◆ AIM OF THE EXERCISE: Render every line of the material below as a string in a single JSON list, one string per line, with blank lines and pictures left out.
══ DATA TO USE ══
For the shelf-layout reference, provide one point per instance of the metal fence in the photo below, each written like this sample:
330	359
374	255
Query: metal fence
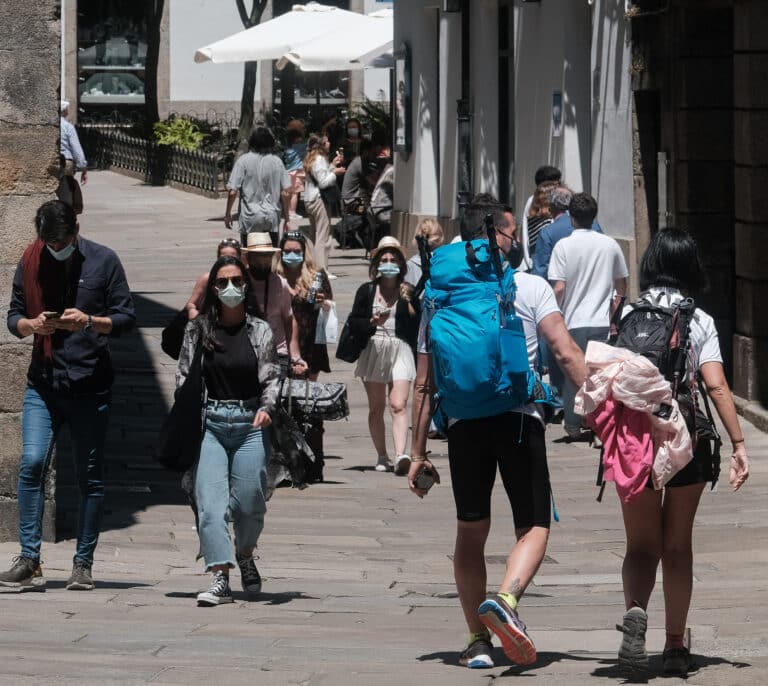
157	164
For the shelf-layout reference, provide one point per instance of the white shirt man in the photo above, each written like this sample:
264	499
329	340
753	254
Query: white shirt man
585	270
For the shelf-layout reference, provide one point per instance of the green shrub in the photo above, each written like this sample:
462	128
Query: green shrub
178	131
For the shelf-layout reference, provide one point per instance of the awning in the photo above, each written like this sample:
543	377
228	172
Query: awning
276	37
369	45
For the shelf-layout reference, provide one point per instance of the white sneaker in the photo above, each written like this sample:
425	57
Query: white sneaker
402	465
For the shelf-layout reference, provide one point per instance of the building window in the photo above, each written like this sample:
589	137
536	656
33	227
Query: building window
111	55
308	95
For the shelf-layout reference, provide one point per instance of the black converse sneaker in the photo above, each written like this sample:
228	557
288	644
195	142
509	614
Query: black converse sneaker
249	574
219	592
25	574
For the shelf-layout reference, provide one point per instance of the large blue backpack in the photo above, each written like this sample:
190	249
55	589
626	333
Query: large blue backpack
477	341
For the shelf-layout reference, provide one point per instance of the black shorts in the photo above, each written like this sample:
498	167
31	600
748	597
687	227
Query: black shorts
514	442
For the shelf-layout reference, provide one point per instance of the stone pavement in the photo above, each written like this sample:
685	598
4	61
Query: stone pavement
358	581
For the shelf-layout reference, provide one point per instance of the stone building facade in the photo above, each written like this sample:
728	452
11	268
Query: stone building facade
29	112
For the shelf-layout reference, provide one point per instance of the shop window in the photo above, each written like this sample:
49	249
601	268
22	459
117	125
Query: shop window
111	54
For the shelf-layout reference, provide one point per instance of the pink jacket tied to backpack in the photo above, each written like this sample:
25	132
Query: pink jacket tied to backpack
622	392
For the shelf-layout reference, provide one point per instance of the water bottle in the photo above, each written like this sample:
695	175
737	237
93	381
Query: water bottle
317	284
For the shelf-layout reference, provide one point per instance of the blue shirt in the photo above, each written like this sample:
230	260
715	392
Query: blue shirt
95	284
70	146
549	235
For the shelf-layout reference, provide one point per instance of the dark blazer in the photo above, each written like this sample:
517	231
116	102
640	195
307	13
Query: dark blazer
406	324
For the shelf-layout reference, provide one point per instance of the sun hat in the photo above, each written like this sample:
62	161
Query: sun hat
388	243
259	242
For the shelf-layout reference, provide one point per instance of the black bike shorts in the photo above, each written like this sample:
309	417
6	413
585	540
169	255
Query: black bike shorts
514	442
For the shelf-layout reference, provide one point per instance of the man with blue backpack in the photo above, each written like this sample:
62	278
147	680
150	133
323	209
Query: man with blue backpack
477	348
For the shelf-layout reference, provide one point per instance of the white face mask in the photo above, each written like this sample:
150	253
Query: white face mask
63	254
231	296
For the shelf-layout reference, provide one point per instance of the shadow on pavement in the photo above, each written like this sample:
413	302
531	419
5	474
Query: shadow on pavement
141	397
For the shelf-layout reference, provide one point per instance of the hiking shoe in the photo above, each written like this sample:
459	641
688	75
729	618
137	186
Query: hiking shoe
477	655
25	574
632	652
678	662
503	621
402	465
80	579
249	575
219	592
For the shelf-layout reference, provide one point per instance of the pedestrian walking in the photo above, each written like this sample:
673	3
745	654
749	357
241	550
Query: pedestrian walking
486	426
587	269
241	378
385	312
260	180
320	194
658	517
70	148
273	296
311	291
227	247
71	294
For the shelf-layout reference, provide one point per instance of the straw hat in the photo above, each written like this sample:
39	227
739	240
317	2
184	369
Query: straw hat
═══
◆ SOLUTION FOR THIS PROBLEM:
[
  "For the shelf-layout reference, provide one point per instance of the metal fence in the photo below, each written like this sample:",
  "330\t359",
  "374\t255",
  "Query: metal fence",
  "157\t164",
  "For the shelf-layout reference, provide one point per instance of the white shirt man in the photo above, each written like this sample:",
  "264\t499",
  "329\t340",
  "753\t254",
  "Query: white shirt man",
  "585\t270",
  "For the shelf-layout reference, provide one point per instance of the green shrub in the photo above, each written like this sample:",
  "462\t128",
  "Query: green shrub",
  "178\t131",
  "For the shelf-layout reference, provide one point per instance of the awning in the photo above, each written like this sample:",
  "543\t377",
  "228\t172",
  "Query: awning",
  "276\t37",
  "369\t45",
  "For the shelf-layout reference, provide one point per instance of the white sneaker in the photo above, each written like this sample:",
  "425\t57",
  "Query: white sneaker",
  "402\t465",
  "For the shelf-layout reference, provide one point per instance of the building window in the photo above, each written like this sample:",
  "589\t137",
  "536\t656",
  "33\t227",
  "Query: building window",
  "111\t55",
  "308\t95",
  "For the shelf-layout reference, provide one point per instance of the black converse sneaker in the photo above, each written like this sample:",
  "228\t557",
  "288\t644",
  "195\t142",
  "509\t614",
  "Query: black converse sneaker",
  "249\t574",
  "219\t592",
  "25\t574",
  "For the shelf-layout reference, provide one point per instance of the large blue backpack in the photo above, each written like this sample:",
  "190\t249",
  "55\t589",
  "626\t333",
  "Query: large blue backpack",
  "477\t341",
  "For the shelf-layout reference, provide one point per instance of the black shorts in the photo above, each written like this sample:",
  "498\t167",
  "31\t600",
  "748\t597",
  "687\t227",
  "Query: black shorts",
  "514\t442",
  "For the shelf-layout reference, provide one point per instance of the stone pavement in the photo above, each written like this sample:",
  "685\t598",
  "4\t61",
  "Query: stone pavement",
  "358\t581",
  "For the shelf-layout reference, provide one point per instance of the stone building facade in the photo above, each written like this sample:",
  "728\t452",
  "11\t268",
  "Query: stone building facade",
  "29\t112",
  "For the shelf-layout reference, provide one point per instance of the shop window in the photo above, each written like this sample:",
  "49\t249",
  "601\t268",
  "22\t459",
  "117\t125",
  "Query: shop window",
  "111\t54",
  "For the shelf-layout reference, provide one point per instance of the pink jacket tied to backpack in the photo above, each written like this sample:",
  "25\t132",
  "Query: pink jacket tied to backpack",
  "622\t392",
  "For the shelf-layout reference, provide one point per instance of the water bottle in the photo above, each written like this sample:",
  "695\t175",
  "737\t237",
  "93\t381",
  "Query: water bottle",
  "317\t284",
  "For the shelf-layout reference, provide one point per instance of the blue shirt in the photo above, each written like this sample:",
  "230\t260",
  "715\t392",
  "Query: blue shirt",
  "95\t284",
  "70\t146",
  "549\t235",
  "For the shelf-layout reference, provide one point per instance of the dark blazer in the photo above, each written like this sample:",
  "517\t231",
  "116\t102",
  "640\t195",
  "307\t13",
  "Query: dark blazer",
  "406\t324",
  "For the shelf-layout reference, provide one point per instance of the sun hat in the photo above, each written like this sample:",
  "62\t161",
  "Query: sun hat",
  "388\t243",
  "259\t242",
  "For the shelf-layout reference, provide one point per instance of the black bike shorts in the photo above, each written like this sample:",
  "309\t417",
  "6\t413",
  "585\t540",
  "169\t255",
  "Query: black bike shorts",
  "514\t442",
  "For the shelf-layout reference, provide one point per instance of the man with blue backpack in the photo above, each written like this sample:",
  "62\t278",
  "147\t680",
  "150\t133",
  "323\t209",
  "Query: man with blue backpack",
  "477\t348",
  "For the shelf-layout reference, provide one point per instance of the white face mask in the photo above, each written like this sample:",
  "150\t253",
  "Query: white face mask",
  "63\t254",
  "231\t296",
  "For the shelf-layout reference, provide one point per instance of the shadow on pavement in the photo above, each written like this sample:",
  "413\t302",
  "531\t419",
  "5\t474",
  "Query: shadow on pavement",
  "141\t397",
  "For the shelf-layout reference, provide one point per instance of the hiking shoe in the photo above, each written like this sample:",
  "459\t641",
  "688\t75",
  "729\t618",
  "137\t186",
  "Query: hiking shoe",
  "477\t655",
  "25\t574",
  "632\t652",
  "678\t662",
  "503\t621",
  "402\t465",
  "80\t579",
  "249\t575",
  "219\t592",
  "For the shelf-layout reference, provide one point per instance of the pedestrian walking in the photo above, each written like this sample:",
  "673\t3",
  "745\t654",
  "749\t357",
  "241\t550",
  "Query: pedestrian walking",
  "486\t426",
  "587\t269",
  "241\t378",
  "385\t312",
  "260\t180",
  "320\t194",
  "658\t517",
  "70\t148",
  "273\t296",
  "311\t291",
  "227\t247",
  "71\t294",
  "For the shelf-layout reference, provide one point per instance of the straw hat in the photo above, each written like this sample:",
  "39\t227",
  "739\t240",
  "317\t2",
  "184\t369",
  "Query: straw hat"
]